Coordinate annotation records

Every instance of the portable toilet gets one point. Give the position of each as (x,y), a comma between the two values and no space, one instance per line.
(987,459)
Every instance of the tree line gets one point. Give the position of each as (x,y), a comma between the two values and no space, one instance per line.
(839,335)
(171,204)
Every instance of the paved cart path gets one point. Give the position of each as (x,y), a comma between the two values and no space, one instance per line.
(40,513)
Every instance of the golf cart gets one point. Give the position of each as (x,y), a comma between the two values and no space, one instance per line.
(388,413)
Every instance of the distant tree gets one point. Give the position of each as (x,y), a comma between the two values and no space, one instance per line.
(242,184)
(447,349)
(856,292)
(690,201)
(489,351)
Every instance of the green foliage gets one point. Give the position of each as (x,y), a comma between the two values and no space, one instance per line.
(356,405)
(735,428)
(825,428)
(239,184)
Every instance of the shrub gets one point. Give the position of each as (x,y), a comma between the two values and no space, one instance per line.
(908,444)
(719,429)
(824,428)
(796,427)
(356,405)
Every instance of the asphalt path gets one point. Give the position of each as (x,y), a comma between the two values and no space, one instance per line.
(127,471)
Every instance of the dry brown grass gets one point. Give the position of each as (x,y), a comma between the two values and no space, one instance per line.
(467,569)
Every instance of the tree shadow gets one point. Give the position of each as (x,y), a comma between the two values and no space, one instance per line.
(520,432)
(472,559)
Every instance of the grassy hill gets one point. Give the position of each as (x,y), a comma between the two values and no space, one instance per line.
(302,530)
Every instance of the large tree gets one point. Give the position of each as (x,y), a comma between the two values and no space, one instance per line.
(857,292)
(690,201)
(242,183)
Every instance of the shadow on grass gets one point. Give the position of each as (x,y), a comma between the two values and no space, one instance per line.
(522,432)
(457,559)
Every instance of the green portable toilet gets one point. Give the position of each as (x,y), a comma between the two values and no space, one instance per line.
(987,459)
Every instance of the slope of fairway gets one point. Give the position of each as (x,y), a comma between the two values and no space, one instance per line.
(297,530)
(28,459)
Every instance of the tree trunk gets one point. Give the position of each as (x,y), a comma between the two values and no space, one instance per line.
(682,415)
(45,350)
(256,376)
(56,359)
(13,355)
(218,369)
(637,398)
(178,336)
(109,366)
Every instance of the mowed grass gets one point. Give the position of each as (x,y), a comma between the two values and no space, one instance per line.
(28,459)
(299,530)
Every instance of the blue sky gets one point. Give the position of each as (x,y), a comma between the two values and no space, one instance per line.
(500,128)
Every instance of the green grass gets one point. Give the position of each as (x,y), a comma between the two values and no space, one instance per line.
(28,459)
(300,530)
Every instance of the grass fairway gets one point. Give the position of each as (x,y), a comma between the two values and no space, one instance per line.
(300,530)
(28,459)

---

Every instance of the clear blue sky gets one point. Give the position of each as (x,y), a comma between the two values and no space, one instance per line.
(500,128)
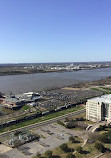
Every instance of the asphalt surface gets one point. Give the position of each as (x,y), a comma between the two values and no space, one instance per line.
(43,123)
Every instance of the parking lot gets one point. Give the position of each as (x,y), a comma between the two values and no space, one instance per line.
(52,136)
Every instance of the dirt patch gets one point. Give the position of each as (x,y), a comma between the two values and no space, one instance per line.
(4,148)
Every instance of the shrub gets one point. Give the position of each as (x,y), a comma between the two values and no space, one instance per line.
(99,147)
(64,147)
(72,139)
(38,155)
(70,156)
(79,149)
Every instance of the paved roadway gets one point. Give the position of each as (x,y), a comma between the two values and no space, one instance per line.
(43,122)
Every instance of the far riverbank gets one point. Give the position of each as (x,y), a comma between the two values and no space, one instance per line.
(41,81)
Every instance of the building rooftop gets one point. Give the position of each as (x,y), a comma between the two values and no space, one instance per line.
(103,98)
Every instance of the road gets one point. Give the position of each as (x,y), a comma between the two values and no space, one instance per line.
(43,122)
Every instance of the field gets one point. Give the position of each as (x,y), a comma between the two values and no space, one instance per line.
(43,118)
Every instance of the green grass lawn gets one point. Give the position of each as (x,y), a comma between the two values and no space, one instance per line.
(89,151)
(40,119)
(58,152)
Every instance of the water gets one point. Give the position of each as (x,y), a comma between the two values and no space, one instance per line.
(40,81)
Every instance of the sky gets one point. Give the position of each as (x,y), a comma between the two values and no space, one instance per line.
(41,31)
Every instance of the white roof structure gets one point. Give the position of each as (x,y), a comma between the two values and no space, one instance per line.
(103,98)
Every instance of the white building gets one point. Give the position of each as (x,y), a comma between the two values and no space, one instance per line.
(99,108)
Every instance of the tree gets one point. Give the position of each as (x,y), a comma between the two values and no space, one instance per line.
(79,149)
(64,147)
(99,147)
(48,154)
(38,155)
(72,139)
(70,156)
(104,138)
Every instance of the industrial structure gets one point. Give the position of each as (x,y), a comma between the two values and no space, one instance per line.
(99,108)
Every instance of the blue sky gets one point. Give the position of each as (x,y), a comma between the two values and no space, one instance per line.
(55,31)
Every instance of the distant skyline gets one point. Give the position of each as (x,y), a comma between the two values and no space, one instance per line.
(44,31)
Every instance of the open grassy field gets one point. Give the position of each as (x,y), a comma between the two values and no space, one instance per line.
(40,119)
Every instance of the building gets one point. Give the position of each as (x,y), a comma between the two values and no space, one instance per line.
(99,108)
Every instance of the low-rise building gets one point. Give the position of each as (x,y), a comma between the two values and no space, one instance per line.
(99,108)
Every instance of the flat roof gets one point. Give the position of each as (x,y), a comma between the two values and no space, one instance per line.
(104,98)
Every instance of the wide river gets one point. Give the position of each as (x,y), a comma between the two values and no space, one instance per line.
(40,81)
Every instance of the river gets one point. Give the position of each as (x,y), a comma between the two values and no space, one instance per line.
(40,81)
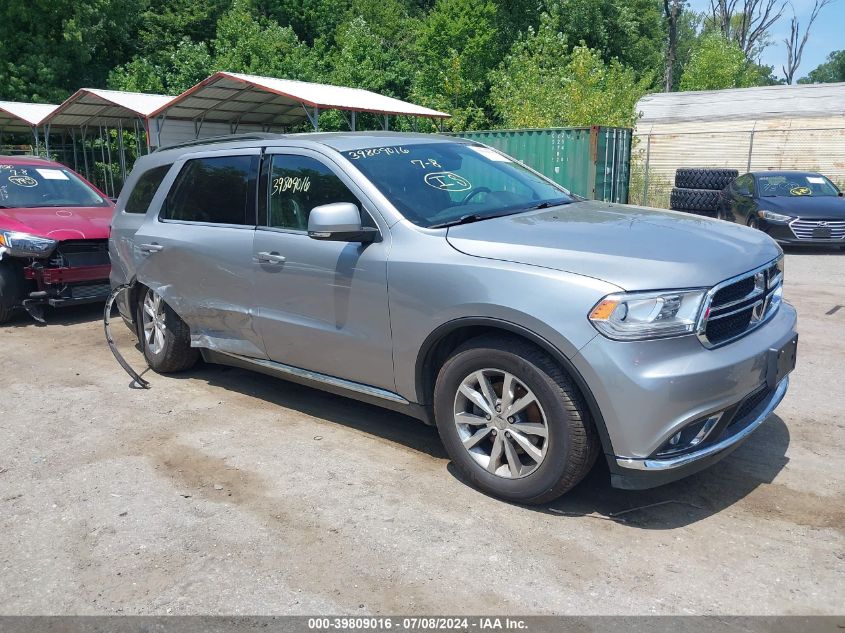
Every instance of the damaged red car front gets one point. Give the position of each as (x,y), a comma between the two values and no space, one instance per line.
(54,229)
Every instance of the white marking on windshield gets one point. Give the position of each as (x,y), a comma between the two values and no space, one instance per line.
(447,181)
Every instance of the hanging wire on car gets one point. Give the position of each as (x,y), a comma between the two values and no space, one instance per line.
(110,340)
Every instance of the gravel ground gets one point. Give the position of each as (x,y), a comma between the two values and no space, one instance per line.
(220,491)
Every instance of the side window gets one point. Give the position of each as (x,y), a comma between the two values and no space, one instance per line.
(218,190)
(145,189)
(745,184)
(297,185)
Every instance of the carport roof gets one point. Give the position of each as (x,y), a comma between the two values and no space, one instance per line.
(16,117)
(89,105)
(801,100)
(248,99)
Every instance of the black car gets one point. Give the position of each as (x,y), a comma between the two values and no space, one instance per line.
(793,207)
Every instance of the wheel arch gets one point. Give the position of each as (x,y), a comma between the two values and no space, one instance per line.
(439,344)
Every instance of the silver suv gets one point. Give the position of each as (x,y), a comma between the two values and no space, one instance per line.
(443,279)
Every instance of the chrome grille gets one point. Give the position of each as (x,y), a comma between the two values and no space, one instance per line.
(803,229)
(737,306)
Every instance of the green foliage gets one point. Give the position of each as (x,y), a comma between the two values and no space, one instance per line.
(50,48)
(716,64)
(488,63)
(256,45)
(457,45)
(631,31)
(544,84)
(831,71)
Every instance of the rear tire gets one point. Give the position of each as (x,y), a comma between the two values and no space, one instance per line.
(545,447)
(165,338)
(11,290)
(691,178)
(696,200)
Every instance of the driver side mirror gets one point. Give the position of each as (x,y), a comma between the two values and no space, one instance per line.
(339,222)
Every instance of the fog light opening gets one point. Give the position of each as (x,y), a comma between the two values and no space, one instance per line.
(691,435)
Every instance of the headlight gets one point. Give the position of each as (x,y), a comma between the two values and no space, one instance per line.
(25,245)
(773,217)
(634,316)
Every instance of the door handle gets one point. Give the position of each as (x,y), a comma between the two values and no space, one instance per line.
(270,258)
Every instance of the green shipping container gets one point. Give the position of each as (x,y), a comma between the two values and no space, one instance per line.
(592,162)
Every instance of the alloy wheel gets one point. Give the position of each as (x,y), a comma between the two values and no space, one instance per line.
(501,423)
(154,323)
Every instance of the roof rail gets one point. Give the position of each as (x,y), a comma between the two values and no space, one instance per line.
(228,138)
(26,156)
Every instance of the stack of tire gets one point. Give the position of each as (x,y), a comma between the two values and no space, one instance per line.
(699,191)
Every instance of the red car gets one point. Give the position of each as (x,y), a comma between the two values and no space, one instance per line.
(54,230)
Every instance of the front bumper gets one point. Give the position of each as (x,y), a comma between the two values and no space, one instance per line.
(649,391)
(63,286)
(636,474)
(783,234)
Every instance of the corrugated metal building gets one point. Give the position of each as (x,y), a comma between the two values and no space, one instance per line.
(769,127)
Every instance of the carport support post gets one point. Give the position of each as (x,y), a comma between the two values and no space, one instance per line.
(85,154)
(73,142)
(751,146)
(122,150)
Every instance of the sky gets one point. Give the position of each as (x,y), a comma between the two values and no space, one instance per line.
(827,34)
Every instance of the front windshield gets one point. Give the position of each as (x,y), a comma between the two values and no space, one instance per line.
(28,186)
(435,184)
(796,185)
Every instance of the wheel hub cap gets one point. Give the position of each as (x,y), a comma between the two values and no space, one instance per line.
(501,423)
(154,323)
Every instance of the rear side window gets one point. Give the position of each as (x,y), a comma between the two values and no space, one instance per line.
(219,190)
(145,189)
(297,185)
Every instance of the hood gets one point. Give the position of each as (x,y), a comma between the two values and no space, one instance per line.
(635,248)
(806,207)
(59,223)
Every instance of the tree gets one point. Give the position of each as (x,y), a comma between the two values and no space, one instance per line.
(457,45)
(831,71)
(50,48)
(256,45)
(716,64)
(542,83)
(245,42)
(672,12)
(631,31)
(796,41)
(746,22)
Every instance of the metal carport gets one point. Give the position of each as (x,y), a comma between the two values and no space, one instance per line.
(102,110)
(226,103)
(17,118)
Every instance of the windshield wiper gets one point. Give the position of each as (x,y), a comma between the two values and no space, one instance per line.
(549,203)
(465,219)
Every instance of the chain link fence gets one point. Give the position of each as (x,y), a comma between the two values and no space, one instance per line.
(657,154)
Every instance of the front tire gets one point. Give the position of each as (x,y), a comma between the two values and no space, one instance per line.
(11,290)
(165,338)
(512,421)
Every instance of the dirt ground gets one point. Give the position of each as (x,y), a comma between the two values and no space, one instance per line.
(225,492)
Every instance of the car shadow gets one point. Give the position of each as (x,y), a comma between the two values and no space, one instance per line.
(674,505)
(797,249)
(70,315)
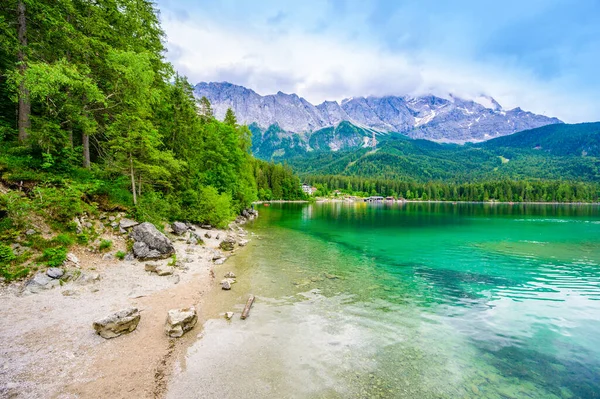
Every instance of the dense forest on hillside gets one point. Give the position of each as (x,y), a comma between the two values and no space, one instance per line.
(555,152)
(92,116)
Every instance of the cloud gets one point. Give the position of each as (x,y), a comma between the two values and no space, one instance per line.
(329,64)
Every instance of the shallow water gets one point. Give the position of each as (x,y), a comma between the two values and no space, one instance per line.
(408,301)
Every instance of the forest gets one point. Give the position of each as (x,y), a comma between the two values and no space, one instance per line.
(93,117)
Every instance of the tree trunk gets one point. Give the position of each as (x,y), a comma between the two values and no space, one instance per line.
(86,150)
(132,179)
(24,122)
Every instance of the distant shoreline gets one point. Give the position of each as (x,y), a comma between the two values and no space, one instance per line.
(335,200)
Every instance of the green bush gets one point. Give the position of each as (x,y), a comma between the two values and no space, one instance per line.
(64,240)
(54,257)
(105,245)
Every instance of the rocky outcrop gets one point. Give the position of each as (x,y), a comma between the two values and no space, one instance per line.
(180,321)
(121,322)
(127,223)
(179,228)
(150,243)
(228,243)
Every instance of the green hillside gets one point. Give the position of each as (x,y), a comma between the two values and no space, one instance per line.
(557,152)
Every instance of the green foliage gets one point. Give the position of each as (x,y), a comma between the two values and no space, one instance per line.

* * *

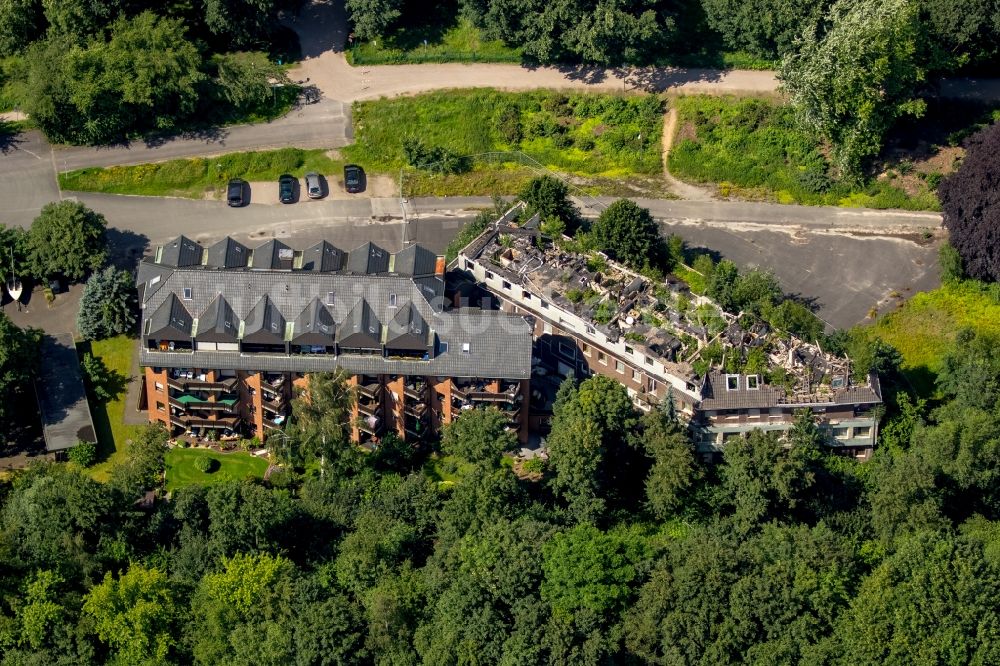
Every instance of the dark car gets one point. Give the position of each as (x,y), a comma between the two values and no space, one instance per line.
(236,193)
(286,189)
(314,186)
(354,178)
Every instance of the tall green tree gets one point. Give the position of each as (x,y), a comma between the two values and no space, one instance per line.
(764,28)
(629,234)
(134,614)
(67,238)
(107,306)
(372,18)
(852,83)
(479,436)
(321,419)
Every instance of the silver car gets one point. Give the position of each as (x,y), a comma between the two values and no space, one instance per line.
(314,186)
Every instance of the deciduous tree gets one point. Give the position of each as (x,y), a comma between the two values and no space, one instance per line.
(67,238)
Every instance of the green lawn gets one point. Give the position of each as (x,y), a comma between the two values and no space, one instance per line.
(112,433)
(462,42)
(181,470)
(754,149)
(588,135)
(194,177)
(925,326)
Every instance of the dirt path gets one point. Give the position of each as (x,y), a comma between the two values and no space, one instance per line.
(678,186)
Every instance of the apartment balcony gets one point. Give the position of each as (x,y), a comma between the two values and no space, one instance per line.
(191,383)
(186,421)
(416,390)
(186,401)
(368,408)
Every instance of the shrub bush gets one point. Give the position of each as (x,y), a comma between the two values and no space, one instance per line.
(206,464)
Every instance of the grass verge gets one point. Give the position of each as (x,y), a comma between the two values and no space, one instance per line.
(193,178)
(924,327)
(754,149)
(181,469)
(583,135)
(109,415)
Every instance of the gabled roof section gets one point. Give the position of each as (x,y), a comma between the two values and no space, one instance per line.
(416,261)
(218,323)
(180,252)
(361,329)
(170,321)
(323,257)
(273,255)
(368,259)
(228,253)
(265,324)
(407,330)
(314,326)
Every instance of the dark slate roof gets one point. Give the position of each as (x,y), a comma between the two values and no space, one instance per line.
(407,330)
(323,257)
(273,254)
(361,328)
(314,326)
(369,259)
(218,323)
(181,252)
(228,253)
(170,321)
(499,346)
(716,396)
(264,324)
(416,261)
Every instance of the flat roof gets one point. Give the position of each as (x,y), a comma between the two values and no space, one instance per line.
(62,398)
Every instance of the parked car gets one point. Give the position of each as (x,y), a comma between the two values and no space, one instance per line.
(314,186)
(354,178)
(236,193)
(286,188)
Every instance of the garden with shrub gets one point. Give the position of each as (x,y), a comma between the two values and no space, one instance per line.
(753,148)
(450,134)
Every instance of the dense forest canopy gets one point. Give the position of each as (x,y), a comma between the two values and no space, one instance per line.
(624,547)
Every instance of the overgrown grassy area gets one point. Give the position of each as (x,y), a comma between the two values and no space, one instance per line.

Goal of the exercise:
Please count how many lines in the records above contain the word "path" and reply with the number alone.

Solution below:
3